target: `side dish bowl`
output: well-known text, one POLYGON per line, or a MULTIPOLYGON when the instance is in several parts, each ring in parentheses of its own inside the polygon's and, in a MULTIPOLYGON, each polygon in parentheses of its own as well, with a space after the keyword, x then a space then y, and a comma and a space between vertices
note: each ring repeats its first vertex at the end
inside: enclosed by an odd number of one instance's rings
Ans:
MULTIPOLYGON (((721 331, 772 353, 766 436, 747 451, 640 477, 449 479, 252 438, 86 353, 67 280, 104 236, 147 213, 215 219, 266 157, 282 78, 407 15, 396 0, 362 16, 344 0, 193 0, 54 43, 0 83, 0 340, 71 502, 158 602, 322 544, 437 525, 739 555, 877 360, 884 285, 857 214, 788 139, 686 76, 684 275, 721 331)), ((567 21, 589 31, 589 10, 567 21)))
= = = = =
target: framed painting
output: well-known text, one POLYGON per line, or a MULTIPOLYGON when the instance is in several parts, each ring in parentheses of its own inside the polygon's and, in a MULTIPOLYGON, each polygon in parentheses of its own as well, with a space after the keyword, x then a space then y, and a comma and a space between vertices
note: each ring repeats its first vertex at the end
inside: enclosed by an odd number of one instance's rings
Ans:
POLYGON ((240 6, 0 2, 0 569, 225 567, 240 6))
= = = = =
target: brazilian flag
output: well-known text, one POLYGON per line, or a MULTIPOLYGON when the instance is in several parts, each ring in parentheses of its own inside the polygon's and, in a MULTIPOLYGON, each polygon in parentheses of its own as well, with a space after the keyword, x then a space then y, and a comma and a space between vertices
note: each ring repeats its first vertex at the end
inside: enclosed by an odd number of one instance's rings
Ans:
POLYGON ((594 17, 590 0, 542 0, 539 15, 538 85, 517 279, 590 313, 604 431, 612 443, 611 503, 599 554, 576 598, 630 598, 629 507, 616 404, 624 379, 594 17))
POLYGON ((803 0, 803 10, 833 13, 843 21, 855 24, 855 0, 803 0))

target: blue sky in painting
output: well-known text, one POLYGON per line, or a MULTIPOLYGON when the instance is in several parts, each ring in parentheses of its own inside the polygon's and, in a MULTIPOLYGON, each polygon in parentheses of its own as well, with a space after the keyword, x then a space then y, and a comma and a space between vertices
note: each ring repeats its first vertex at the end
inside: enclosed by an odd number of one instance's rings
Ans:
= = = = =
**What you will do**
Each line in the data that holds the word "target" must be copied.

**Result below**
target: `side dish bowl`
target: framed painting
target: brazilian flag
target: blue sky in painting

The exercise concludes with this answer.